Brief - Return the full listing exactly as it is written.
--- The input ---
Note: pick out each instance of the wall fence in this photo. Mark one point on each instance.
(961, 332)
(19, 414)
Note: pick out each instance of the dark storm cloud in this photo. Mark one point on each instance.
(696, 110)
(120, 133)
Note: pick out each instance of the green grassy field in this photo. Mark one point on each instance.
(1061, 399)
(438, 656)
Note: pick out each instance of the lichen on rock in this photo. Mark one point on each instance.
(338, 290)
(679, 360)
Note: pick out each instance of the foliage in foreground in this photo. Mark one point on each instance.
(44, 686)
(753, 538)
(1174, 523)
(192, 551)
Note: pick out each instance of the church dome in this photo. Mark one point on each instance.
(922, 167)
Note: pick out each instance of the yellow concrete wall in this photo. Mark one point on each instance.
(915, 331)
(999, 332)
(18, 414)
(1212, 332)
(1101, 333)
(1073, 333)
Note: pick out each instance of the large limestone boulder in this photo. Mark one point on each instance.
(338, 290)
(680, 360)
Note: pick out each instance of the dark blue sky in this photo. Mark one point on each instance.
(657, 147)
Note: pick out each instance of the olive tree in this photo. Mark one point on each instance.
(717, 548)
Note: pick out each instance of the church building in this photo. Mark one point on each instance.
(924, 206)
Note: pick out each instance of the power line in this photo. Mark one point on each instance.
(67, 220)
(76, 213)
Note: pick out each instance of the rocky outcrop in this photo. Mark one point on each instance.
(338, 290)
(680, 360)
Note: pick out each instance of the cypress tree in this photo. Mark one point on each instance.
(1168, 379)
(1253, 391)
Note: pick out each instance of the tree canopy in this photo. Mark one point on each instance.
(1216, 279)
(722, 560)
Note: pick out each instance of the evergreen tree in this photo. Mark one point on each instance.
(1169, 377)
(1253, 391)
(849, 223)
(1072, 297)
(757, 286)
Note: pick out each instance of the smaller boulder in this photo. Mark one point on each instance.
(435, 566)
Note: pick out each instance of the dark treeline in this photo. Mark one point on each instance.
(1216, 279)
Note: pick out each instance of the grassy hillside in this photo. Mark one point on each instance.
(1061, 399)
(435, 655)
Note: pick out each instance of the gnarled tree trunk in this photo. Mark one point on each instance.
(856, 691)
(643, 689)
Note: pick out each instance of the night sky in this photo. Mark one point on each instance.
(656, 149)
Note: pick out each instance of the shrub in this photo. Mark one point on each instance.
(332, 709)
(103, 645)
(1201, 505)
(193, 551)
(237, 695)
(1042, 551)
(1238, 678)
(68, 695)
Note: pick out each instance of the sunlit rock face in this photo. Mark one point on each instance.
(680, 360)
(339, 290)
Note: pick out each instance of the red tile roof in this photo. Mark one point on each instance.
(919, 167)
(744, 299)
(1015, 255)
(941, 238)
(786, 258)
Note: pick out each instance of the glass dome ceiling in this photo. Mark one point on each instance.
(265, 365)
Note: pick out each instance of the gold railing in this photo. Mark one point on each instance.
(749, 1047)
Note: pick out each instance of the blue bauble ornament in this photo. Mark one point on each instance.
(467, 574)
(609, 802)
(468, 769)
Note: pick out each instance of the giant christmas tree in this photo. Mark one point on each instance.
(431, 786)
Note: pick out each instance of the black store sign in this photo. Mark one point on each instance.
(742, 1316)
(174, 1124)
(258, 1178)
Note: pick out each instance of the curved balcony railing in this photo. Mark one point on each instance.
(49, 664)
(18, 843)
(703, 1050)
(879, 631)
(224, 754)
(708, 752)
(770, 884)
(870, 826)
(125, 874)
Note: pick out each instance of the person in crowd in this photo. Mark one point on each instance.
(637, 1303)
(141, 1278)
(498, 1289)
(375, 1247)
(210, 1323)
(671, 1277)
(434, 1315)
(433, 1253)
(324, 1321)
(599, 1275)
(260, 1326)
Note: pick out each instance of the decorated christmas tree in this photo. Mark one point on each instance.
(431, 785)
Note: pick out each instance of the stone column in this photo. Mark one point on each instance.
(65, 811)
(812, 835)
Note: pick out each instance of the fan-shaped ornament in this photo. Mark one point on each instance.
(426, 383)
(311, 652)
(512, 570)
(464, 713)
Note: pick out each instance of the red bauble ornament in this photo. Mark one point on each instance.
---
Solution for this task -
Note: pick out each instance of the wall fence in this photo. Mark one point on each instance.
(961, 332)
(19, 414)
Note: pick out each instance of the dark storm cloud in this photo. Mark one point on each instance.
(696, 110)
(120, 133)
Note: pick out each instance of the green grassy field in this photo. Mark one point on each instance.
(1061, 399)
(438, 656)
Note: pick out each instance of the lichen on rock in this photo. Mark one point on each instance.
(338, 290)
(679, 360)
Note: pick out each instance of the foliage in foreground in this photo. Mark one point on each instance.
(44, 686)
(753, 538)
(1174, 523)
(192, 551)
Note: pick out each instance of the church dome in this photo. Mark one point on each instance.
(922, 167)
Note: pick out each instance of the yellow concrete wall in this photo. Mark one point on each instance.
(915, 331)
(999, 332)
(18, 414)
(1212, 332)
(1101, 333)
(1073, 333)
Note: pick out each instance of the large limestone boulder in this photo. Mark one point on each instance.
(338, 290)
(680, 360)
Note: pick out each instance of the dark blue sky in this photo. Mark one point on each instance.
(657, 147)
Note: pick out each instance of the olive tree in this photo. Mark one point on each instance.
(717, 548)
Note: pick out each instance of the church building in this photo. Mark one point on each instance.
(924, 206)
Note: pick out each instance of the power line in this photo. Mark one point on each instance.
(67, 220)
(76, 213)
Note: pick out each instance of the rocky outcrop in this photo. Mark one point on each instance.
(338, 290)
(680, 360)
Note: pick out each instance of the cypress tree in this photo. Mark one point on each instance.
(1168, 379)
(1253, 391)
Note: pick out each instance of the tree canopy in this photo. Mark one point on each instance.
(1216, 279)
(722, 560)
Note: pick out each instance of the evergreen tree in this photo. Mark one point on each instance.
(1169, 377)
(1253, 391)
(849, 223)
(1072, 297)
(757, 286)
Note: pick out each instance of the smaller boulder in this photo. Mark one point on each instance.
(435, 566)
Note: pick out each instance of the dark treeline in this photo. Mark one point on each instance.
(1216, 279)
Note: pick out each instance of the grassy hillside in this photo. Mark one point on each instance.
(1061, 399)
(435, 655)
Note: pick out each instance of the gnarled tree trunk in this photo. Mark one point on each instance.
(856, 691)
(643, 689)
Note: pick out each instance of the night sky in this photo. Mark one point on each instance.
(656, 149)
Note: pick out each instance of the shrub in this photo. Mark one point on each instance.
(332, 709)
(103, 645)
(1201, 505)
(193, 551)
(237, 695)
(1042, 551)
(1238, 678)
(68, 695)
Note: pick out each instance of the sunlit rock face in this photo. Mark one point on each instance.
(680, 360)
(339, 290)
Note: pick out each instance of the red tile roof in this photo. Mark one point on each instance.
(919, 167)
(744, 299)
(1015, 255)
(941, 238)
(786, 258)
Note: pick out each instance of the glass dome ceiling in this photo. Mark one point on each instance.
(265, 365)
Note: pick out each instance of the gold railing in this photo. Mark one point on each instance.
(749, 1047)
Note: pick out each instance of the blue bauble ornament in this photo. Mark one point on each instance.
(467, 574)
(609, 802)
(468, 769)
Note: pick out each instance of the giant christmas tree in this photo. Mark one point on each instance.
(431, 786)
Note: pick out each instance of the black store sign in this photo. Mark one point on each instance.
(742, 1316)
(174, 1124)
(258, 1178)
Note: pick out each instance of the curved balcony railing in this photo. Mark one point on each instance.
(49, 664)
(18, 843)
(703, 1050)
(879, 631)
(224, 754)
(708, 752)
(770, 884)
(870, 826)
(125, 874)
Note: pick out each instance of the person in crowd in this photo. Mark one point on each instance.
(637, 1303)
(141, 1278)
(498, 1289)
(375, 1247)
(210, 1323)
(671, 1277)
(434, 1315)
(433, 1253)
(324, 1321)
(599, 1275)
(260, 1326)
Note: pick out each instance of the decorated christmas tree in this photo. Mark one point on each instance.
(431, 785)
Note: pick out each instance of the stone column in this photo. Mark one point on each instance.
(65, 811)
(812, 835)
Note: pick out each instance of the fan-shaped ornament in this photo. Mark one point on each instance.
(426, 383)
(311, 652)
(512, 570)
(464, 713)
Note: pick out each instance of the red bauble ornament in this photo. Mark one point on each instance.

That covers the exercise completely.